## Stated goal
An exact copy of every record is needed.

···

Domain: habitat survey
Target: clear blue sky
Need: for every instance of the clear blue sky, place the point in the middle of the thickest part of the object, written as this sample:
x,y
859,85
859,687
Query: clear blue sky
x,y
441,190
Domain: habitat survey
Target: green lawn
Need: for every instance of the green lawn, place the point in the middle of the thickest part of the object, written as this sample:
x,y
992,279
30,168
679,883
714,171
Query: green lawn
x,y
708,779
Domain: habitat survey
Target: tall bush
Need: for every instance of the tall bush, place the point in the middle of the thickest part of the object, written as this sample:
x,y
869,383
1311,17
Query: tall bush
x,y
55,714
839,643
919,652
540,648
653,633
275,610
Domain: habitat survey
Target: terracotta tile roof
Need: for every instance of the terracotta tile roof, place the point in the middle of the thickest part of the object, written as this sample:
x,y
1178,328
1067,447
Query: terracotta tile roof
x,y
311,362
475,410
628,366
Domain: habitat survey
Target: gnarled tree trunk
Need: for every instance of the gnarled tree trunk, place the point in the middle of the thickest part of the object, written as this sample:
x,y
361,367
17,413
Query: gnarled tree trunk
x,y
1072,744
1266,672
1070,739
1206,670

···

## Problem solution
Domain: habitat survey
Target: clear blue sky
Need: for every instance of the clear blue sky, place the point in the middle of the thickest part of the object, written as this sample:
x,y
859,85
859,687
Query: clear blue sky
x,y
441,190
Domain: habitat survey
Target: green lawn
Need: for every instance of the green lawn, place the point in the middle of the thickest part of the object, written as this sample:
x,y
992,279
30,168
679,883
714,171
Query: green lawn
x,y
708,779
Domain: habitat survey
Target: tall bush
Need: for every instance of the tall bush, place the point in the middle of the thickest part of the object, written as this sample:
x,y
869,383
1311,17
Query: tall bush
x,y
55,714
839,643
919,652
540,648
653,633
275,610
Domain: habitat survey
Target: terracotta tile roof
Need: for every instance of the terracotta tile roof, place the point in the middle of the thickest part of the object, written as this sample:
x,y
1178,328
1067,447
Query: terracotta tile roof
x,y
311,362
475,410
628,366
Domain: habitat survey
Target: gnarled tree trunk
Need: for every instance of the gnarled tree trunk, place the point in the middle of the thickest part of the object, written as this sample:
x,y
361,367
17,413
Query: gnarled tree trunk
x,y
1072,744
1266,672
1070,739
1206,670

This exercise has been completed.